REQUIREMENT: Repeat all of the material exactly as given.

begin RECORDS FOR THE EXERCISE

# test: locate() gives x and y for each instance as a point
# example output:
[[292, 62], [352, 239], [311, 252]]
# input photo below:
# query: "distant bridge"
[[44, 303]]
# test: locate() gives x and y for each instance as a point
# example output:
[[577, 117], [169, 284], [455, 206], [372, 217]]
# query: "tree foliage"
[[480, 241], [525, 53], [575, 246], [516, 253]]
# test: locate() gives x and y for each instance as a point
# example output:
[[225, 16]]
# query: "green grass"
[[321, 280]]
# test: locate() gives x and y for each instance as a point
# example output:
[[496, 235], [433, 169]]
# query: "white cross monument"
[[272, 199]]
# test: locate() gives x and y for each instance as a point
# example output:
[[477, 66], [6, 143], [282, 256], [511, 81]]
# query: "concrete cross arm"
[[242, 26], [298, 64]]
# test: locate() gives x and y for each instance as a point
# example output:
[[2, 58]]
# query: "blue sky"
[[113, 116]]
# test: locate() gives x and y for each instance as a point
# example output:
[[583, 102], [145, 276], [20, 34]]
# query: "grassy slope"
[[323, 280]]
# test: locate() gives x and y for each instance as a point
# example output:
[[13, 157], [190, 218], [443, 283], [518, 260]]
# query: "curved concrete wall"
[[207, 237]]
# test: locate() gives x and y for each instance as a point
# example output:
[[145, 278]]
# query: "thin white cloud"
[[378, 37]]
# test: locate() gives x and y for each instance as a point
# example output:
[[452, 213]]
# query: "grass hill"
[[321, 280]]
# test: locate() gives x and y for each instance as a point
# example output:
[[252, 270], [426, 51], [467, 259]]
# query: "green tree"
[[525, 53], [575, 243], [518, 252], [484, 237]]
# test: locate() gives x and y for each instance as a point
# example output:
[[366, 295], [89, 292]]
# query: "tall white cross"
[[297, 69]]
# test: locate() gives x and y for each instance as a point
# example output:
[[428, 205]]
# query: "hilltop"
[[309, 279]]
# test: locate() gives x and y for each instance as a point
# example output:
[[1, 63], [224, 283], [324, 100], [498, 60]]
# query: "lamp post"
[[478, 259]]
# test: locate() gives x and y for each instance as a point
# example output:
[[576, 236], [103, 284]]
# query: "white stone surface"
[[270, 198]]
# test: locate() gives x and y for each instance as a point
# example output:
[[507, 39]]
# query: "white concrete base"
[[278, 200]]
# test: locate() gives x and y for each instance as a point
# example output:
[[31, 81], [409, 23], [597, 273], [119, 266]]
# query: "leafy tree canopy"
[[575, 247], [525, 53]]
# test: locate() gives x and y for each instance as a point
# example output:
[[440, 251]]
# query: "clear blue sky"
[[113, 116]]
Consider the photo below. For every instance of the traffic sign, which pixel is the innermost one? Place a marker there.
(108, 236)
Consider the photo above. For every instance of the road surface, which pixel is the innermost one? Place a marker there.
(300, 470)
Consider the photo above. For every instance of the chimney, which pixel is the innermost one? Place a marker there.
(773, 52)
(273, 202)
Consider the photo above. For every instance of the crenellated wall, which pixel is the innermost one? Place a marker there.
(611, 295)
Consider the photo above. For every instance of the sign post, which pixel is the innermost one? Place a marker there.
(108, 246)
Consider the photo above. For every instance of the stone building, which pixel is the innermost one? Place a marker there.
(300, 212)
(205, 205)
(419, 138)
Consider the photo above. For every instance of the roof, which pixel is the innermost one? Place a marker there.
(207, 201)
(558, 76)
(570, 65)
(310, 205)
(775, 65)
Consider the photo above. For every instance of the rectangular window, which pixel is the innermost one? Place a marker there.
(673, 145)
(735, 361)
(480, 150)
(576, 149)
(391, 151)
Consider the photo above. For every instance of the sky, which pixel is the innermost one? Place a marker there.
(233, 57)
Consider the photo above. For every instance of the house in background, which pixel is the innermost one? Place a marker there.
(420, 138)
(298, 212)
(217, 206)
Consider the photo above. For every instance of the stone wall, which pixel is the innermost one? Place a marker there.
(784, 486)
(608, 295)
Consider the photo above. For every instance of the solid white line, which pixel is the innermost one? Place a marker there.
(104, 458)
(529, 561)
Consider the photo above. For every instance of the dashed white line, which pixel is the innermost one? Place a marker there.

end RECORDS FOR THE EXERCISE

EXERCISE OUTPUT:
# test: locate() gives x and y for each instance as a point
# example output:
[[292, 62], [352, 239], [311, 252]]
# input photo below:
# query: "distant bridge"
[[44, 303]]
# test: locate() gives x and y for each instance as a point
# example output:
[[577, 117], [169, 284], [455, 206], [372, 217]]
# query: "tree foliage"
[[480, 241], [525, 53], [575, 246], [516, 253]]
# test: locate() gives x and y for each instance as a point
# example output:
[[225, 16]]
# query: "green grass"
[[321, 280]]
# test: locate() gives x and y for each instance as a point
# example output:
[[496, 235], [433, 169]]
# query: "white cross monument"
[[272, 199]]
# test: locate() gives x and y for each instance as a point
# example output:
[[477, 66], [6, 143], [282, 256], [511, 81]]
# query: "concrete cross arm"
[[242, 26], [298, 64]]
# test: locate() gives x and y for each instance as a point
# example output:
[[2, 58]]
# query: "blue sky"
[[113, 116]]
# test: locate() gives x and y for each instance as a point
# example output:
[[583, 102], [145, 276], [20, 34]]
# query: "grassy slope"
[[323, 280]]
# test: locate() gives x and y for each instance as a point
# example output:
[[13, 157], [190, 218], [443, 283], [518, 260]]
# query: "curved concrete wall"
[[207, 237]]
# test: locate() gives x and y for each instance as a point
# example output:
[[145, 278]]
# query: "thin white cloud"
[[378, 37]]
# test: locate() gives x and y for each instance as a point
# example output:
[[452, 213]]
# query: "grass hill"
[[321, 280]]
# test: locate() gives x and y for each instance as a point
# example output:
[[252, 270], [426, 51], [467, 259]]
# query: "green tree"
[[525, 53], [575, 243], [518, 252], [484, 237]]
# test: locate() gives x and y for each instance as a point
# example output:
[[366, 295], [89, 292]]
# query: "tall white cross"
[[297, 69]]
# test: locate() gives x and y for each instance as a point
# example output:
[[428, 205]]
# query: "hilltop"
[[309, 279]]
# test: locate() gives x and y for each instance as a point
# example output:
[[1, 63], [224, 283], [324, 100], [498, 60]]
# query: "lamp post"
[[478, 259]]
# test: locate() gives x and y for each instance as a point
# example output:
[[576, 236], [103, 284]]
# query: "white stone surface"
[[270, 198]]
# test: locate() gives x and y for each instance as a point
# example output:
[[507, 39]]
# query: "white concrete base"
[[278, 200]]
# test: locate() gives x and y for each instance as a point
# example output:
[[31, 81], [409, 23], [597, 273], [119, 266]]
# query: "leafy tree canopy"
[[575, 247], [525, 53]]
# test: locate() gives x and y for each instance as a point
# example output:
[[440, 251]]
# query: "clear blue sky"
[[113, 116]]
Consider the photo below. For every instance of the traffic sign, which pixel is the innermost one? Place a marker there.
(108, 236)
Consider the photo above. For every instance of the road surface, which pixel is the innermost one? Place a marker there.
(300, 470)
Consider the photo above. For every instance of the chimney, which pixel is the innermost one? Place a marker there.
(773, 52)
(273, 202)
Consider the photo above. For every instance of the crenellated wall, which pixel is the innermost one? Place a marker there.
(611, 295)
Consider the photo above. For every instance of the sign post, which pixel is the innermost one? Place a marker there.
(108, 246)
Consider the photo above. For every instance of the stone building, which pixel is the innermost one? Place a marker there.
(300, 212)
(205, 205)
(419, 138)
Consider the photo above. For every instance of the roof, which pixel is the innermost one? Place a marker there.
(207, 201)
(558, 76)
(570, 65)
(310, 205)
(775, 65)
Consider the photo above. For every instance of the rectangular window, which pixel is the innermost one? Place a marker there.
(673, 145)
(735, 361)
(480, 150)
(576, 149)
(391, 151)
Consider the photo above. For every instance of the sky, which pixel is the innermost one? Place a marker there.
(233, 57)
Consider the photo above. For every instance of the house in background, which pixel is the innermost one? Place a marker there.
(420, 138)
(298, 212)
(217, 206)
Consider the photo above. For every instance of the stone wall, which pixel is the innermost one? Place a marker there.
(784, 486)
(608, 295)
Consider the photo above. For every instance of the solid white line, which pixel is the innermost one? Place a marker there.
(104, 458)
(529, 561)
Consider the photo above. For every instance of the dashed white line, which pixel is the innermost one? Place a marker there.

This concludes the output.